- What is required
Nothing may be left out or changed. Print every entry.

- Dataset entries
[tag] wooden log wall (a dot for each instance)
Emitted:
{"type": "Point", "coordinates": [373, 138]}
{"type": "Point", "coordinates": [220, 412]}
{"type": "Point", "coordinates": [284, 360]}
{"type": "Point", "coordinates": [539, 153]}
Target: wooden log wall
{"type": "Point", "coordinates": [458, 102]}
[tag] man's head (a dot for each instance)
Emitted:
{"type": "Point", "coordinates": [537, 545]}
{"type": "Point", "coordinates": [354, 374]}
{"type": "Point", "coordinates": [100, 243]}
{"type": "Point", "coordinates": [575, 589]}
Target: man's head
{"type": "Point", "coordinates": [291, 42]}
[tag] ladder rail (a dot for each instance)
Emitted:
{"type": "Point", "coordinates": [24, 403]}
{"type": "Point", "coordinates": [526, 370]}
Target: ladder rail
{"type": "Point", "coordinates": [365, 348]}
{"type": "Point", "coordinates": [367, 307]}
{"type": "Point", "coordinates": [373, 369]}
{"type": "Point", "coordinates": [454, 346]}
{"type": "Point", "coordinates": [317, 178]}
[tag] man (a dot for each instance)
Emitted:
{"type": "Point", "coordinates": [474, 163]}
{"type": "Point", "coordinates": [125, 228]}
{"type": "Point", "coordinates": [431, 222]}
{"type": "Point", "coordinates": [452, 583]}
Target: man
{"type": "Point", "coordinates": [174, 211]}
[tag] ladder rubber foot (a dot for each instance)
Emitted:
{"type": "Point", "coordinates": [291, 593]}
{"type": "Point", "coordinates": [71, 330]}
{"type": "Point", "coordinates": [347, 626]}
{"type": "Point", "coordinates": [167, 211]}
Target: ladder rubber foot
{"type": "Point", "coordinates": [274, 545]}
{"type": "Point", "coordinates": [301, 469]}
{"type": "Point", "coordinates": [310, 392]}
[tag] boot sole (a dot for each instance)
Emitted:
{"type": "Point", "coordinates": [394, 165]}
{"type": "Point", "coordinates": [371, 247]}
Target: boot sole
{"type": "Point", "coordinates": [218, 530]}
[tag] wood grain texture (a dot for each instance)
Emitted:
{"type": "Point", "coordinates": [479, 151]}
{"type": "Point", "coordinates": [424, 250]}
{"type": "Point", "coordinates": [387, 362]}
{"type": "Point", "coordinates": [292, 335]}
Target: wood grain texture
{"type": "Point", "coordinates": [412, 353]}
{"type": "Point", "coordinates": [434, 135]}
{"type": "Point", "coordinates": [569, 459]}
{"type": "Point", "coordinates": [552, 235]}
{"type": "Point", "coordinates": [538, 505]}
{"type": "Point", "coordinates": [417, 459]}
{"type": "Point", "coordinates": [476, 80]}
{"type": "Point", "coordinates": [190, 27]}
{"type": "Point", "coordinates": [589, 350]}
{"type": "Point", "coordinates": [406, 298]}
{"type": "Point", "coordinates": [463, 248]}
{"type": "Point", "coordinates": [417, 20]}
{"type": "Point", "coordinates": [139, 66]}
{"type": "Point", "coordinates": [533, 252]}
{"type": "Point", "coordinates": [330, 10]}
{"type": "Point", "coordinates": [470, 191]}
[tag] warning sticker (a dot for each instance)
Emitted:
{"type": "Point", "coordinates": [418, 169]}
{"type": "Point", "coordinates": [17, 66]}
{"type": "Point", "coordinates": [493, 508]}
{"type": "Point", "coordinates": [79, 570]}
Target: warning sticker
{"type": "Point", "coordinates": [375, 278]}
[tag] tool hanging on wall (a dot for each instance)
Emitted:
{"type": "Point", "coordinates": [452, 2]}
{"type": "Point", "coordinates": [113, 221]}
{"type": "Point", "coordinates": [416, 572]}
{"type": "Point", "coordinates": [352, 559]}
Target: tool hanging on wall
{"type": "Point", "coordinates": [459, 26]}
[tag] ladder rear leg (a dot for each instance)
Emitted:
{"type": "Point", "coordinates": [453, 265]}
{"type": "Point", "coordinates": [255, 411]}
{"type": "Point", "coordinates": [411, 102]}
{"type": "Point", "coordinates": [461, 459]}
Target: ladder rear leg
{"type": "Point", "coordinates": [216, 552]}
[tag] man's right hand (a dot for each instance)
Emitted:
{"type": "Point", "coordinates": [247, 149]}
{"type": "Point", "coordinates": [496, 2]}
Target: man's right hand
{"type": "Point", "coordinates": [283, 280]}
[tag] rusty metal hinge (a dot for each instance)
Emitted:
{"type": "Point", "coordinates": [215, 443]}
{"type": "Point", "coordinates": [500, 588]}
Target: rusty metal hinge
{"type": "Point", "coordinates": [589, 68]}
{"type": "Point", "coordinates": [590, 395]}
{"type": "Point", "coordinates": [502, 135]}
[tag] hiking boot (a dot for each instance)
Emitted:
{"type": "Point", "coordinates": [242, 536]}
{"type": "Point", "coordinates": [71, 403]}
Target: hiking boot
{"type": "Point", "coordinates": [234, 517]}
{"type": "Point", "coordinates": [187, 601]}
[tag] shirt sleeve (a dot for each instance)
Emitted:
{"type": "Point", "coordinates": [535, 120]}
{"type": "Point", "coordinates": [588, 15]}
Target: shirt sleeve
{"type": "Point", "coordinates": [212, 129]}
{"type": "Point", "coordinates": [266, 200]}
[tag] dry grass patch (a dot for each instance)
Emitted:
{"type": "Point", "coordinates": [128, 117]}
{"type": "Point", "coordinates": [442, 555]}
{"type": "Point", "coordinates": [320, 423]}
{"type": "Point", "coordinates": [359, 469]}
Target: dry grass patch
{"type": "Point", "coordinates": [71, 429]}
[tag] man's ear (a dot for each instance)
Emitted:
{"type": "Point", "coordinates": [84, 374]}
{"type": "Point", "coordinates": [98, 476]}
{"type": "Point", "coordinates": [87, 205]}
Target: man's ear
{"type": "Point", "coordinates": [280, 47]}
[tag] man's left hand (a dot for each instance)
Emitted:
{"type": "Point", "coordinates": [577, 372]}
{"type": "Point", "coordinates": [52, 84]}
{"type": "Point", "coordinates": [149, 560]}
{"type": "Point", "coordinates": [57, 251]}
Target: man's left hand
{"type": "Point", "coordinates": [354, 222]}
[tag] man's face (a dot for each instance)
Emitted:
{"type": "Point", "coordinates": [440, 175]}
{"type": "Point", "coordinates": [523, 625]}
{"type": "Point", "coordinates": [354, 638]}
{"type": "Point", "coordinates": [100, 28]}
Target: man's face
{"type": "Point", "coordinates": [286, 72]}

- Answer to the exercise
[tag] wooden log wall (a dot for each instance)
Emitted:
{"type": "Point", "coordinates": [373, 138]}
{"type": "Point", "coordinates": [220, 412]}
{"type": "Point", "coordinates": [284, 360]}
{"type": "Point", "coordinates": [539, 153]}
Target: wooden log wall
{"type": "Point", "coordinates": [458, 102]}
[tag] man's head (a dot for each instance)
Emitted:
{"type": "Point", "coordinates": [537, 545]}
{"type": "Point", "coordinates": [354, 374]}
{"type": "Point", "coordinates": [100, 243]}
{"type": "Point", "coordinates": [575, 589]}
Target: man's head
{"type": "Point", "coordinates": [291, 42]}
[tag] ladder rail (a dot for each instance)
Emitted:
{"type": "Point", "coordinates": [24, 403]}
{"type": "Point", "coordinates": [526, 370]}
Target: ladder rail
{"type": "Point", "coordinates": [365, 348]}
{"type": "Point", "coordinates": [367, 307]}
{"type": "Point", "coordinates": [373, 369]}
{"type": "Point", "coordinates": [454, 346]}
{"type": "Point", "coordinates": [317, 178]}
[tag] man (a dot for each instance)
Emitted:
{"type": "Point", "coordinates": [474, 163]}
{"type": "Point", "coordinates": [125, 228]}
{"type": "Point", "coordinates": [431, 222]}
{"type": "Point", "coordinates": [452, 583]}
Target: man
{"type": "Point", "coordinates": [174, 211]}
[tag] ladder rubber foot (a dot for each instance)
Emitted:
{"type": "Point", "coordinates": [291, 593]}
{"type": "Point", "coordinates": [71, 330]}
{"type": "Point", "coordinates": [347, 626]}
{"type": "Point", "coordinates": [167, 211]}
Target: ladder rubber foot
{"type": "Point", "coordinates": [274, 545]}
{"type": "Point", "coordinates": [301, 469]}
{"type": "Point", "coordinates": [310, 392]}
[tag] boot sole (a dot for each instance)
Emitted:
{"type": "Point", "coordinates": [394, 165]}
{"type": "Point", "coordinates": [371, 247]}
Target: boot sole
{"type": "Point", "coordinates": [218, 530]}
[tag] wood grain texture (a dot for each instance)
Emitted:
{"type": "Point", "coordinates": [479, 151]}
{"type": "Point", "coordinates": [424, 250]}
{"type": "Point", "coordinates": [387, 362]}
{"type": "Point", "coordinates": [292, 335]}
Target: wood grain texture
{"type": "Point", "coordinates": [412, 353]}
{"type": "Point", "coordinates": [434, 135]}
{"type": "Point", "coordinates": [569, 459]}
{"type": "Point", "coordinates": [552, 235]}
{"type": "Point", "coordinates": [538, 505]}
{"type": "Point", "coordinates": [417, 459]}
{"type": "Point", "coordinates": [476, 80]}
{"type": "Point", "coordinates": [190, 27]}
{"type": "Point", "coordinates": [589, 350]}
{"type": "Point", "coordinates": [406, 298]}
{"type": "Point", "coordinates": [463, 248]}
{"type": "Point", "coordinates": [417, 20]}
{"type": "Point", "coordinates": [139, 66]}
{"type": "Point", "coordinates": [533, 252]}
{"type": "Point", "coordinates": [330, 10]}
{"type": "Point", "coordinates": [470, 191]}
[tag] warning sticker (a dot for each instance)
Emitted:
{"type": "Point", "coordinates": [418, 169]}
{"type": "Point", "coordinates": [17, 66]}
{"type": "Point", "coordinates": [493, 508]}
{"type": "Point", "coordinates": [79, 570]}
Target: warning sticker
{"type": "Point", "coordinates": [375, 278]}
[tag] tool hanging on wall (a dot for each instance)
Emitted:
{"type": "Point", "coordinates": [452, 2]}
{"type": "Point", "coordinates": [113, 221]}
{"type": "Point", "coordinates": [416, 572]}
{"type": "Point", "coordinates": [352, 559]}
Target: tool hanging on wall
{"type": "Point", "coordinates": [459, 26]}
[tag] ladder rear leg (a dot for each instance)
Emitted:
{"type": "Point", "coordinates": [453, 265]}
{"type": "Point", "coordinates": [255, 411]}
{"type": "Point", "coordinates": [411, 102]}
{"type": "Point", "coordinates": [461, 459]}
Target: ladder rear leg
{"type": "Point", "coordinates": [216, 552]}
[tag] man's right hand (a dot for each instance)
Emitted:
{"type": "Point", "coordinates": [247, 149]}
{"type": "Point", "coordinates": [496, 2]}
Target: man's right hand
{"type": "Point", "coordinates": [283, 280]}
[tag] rusty metal hinge (a dot for each instance)
Emitted:
{"type": "Point", "coordinates": [215, 443]}
{"type": "Point", "coordinates": [500, 588]}
Target: rusty metal hinge
{"type": "Point", "coordinates": [589, 68]}
{"type": "Point", "coordinates": [590, 395]}
{"type": "Point", "coordinates": [502, 135]}
[tag] hiking boot (a dot for each instance)
Emitted:
{"type": "Point", "coordinates": [242, 536]}
{"type": "Point", "coordinates": [71, 403]}
Target: hiking boot
{"type": "Point", "coordinates": [234, 517]}
{"type": "Point", "coordinates": [187, 601]}
[tag] shirt sleeve (a dot for each instance)
Emitted:
{"type": "Point", "coordinates": [535, 120]}
{"type": "Point", "coordinates": [588, 15]}
Target: shirt sleeve
{"type": "Point", "coordinates": [212, 129]}
{"type": "Point", "coordinates": [266, 200]}
[tag] dry grass patch (a dot for each instance)
Emitted:
{"type": "Point", "coordinates": [128, 117]}
{"type": "Point", "coordinates": [442, 555]}
{"type": "Point", "coordinates": [320, 423]}
{"type": "Point", "coordinates": [359, 469]}
Target: dry grass patch
{"type": "Point", "coordinates": [71, 429]}
[tag] man's ear (a dot for each instance)
Emitted:
{"type": "Point", "coordinates": [84, 374]}
{"type": "Point", "coordinates": [98, 476]}
{"type": "Point", "coordinates": [87, 205]}
Target: man's ear
{"type": "Point", "coordinates": [280, 47]}
[tag] man's left hand (a dot for each instance)
Emitted:
{"type": "Point", "coordinates": [577, 372]}
{"type": "Point", "coordinates": [52, 84]}
{"type": "Point", "coordinates": [149, 560]}
{"type": "Point", "coordinates": [57, 251]}
Target: man's left hand
{"type": "Point", "coordinates": [354, 222]}
[tag] man's face (a dot for each instance)
Emitted:
{"type": "Point", "coordinates": [440, 175]}
{"type": "Point", "coordinates": [523, 625]}
{"type": "Point", "coordinates": [354, 638]}
{"type": "Point", "coordinates": [100, 28]}
Target: man's face
{"type": "Point", "coordinates": [286, 72]}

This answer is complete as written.